▶ **The task**:
Rewrite every line of the data below, requests included, rescaling each x and y coordinate in the answers by 0.75 and rounding to whole numbers, with halves rounded up. Leave the pictures out of your output.

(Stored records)
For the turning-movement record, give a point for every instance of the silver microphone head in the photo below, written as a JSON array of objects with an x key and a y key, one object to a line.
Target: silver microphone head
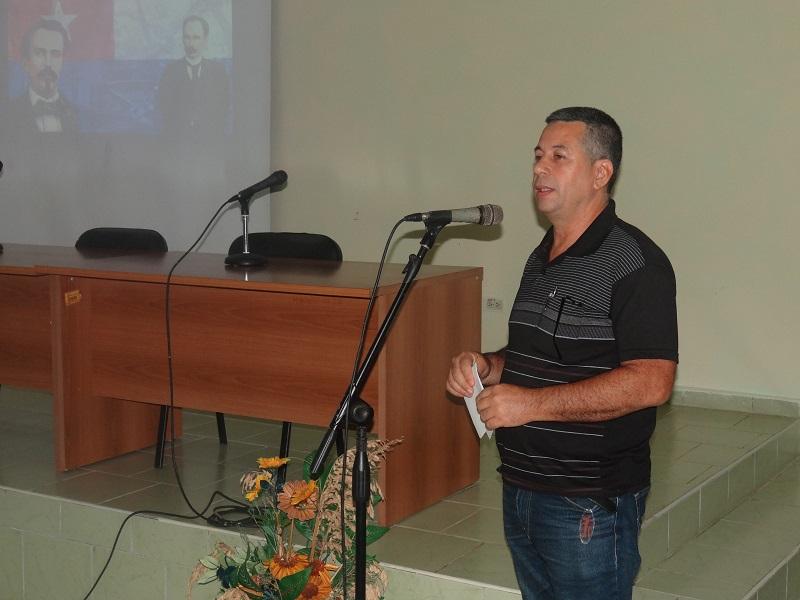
[{"x": 491, "y": 214}]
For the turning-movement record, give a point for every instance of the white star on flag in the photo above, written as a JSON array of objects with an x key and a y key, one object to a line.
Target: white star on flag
[{"x": 58, "y": 15}]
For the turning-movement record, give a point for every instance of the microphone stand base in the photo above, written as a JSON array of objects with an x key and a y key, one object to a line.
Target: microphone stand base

▶ **Exercise response**:
For the turning-movement record, give a point for every instance of the silver microphone head in the photo below, written as a JSON array of objects with an x key and a y key, one object to a line.
Target: silver microphone head
[{"x": 368, "y": 161}]
For the turning-movement record, give a point for every instance of the white star on flag in the photo above, written as a JSON array of objects with an x key and a y key, one object to a line.
Target: white star on flag
[{"x": 44, "y": 11}]
For the turning-movement record, give a point for every instance of the microphone stand base in the photo above, written as a JSON array of objects with an x key and a y key, one object to a line.
Target: microphone stand base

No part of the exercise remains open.